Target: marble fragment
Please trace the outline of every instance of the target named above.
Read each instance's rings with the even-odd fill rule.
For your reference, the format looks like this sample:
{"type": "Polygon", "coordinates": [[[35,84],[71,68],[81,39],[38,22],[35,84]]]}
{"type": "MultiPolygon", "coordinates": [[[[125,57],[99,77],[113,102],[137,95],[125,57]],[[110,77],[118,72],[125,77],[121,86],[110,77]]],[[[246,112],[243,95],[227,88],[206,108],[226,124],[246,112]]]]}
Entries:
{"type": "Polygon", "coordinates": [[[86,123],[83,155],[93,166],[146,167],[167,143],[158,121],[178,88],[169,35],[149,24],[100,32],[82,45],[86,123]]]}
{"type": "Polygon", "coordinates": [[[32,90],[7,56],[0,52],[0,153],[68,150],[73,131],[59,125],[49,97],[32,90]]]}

------------------------------

▸ **Written request**:
Can you copy every one of the records above verbatim, line for line?

▸ **Problem solution**:
Target: marble fragment
Please trace the outline of every instance of the target named above.
Read each instance's rings with the even-odd fill rule.
For your reference, the format looks like this sample:
{"type": "Polygon", "coordinates": [[[35,84],[71,68],[81,39],[38,22],[35,84]]]}
{"type": "MultiPolygon", "coordinates": [[[[125,57],[99,77],[113,102],[137,95],[125,57]],[[110,77],[118,72],[125,77],[121,86],[110,77]]],[[[246,112],[243,95],[227,88],[206,108],[226,124],[246,112]]]]}
Entries:
{"type": "Polygon", "coordinates": [[[86,123],[83,155],[93,166],[146,167],[167,143],[158,121],[178,88],[169,35],[149,24],[100,32],[82,45],[86,123]]]}
{"type": "Polygon", "coordinates": [[[32,90],[7,56],[0,52],[0,153],[68,150],[73,131],[59,125],[49,97],[32,90]]]}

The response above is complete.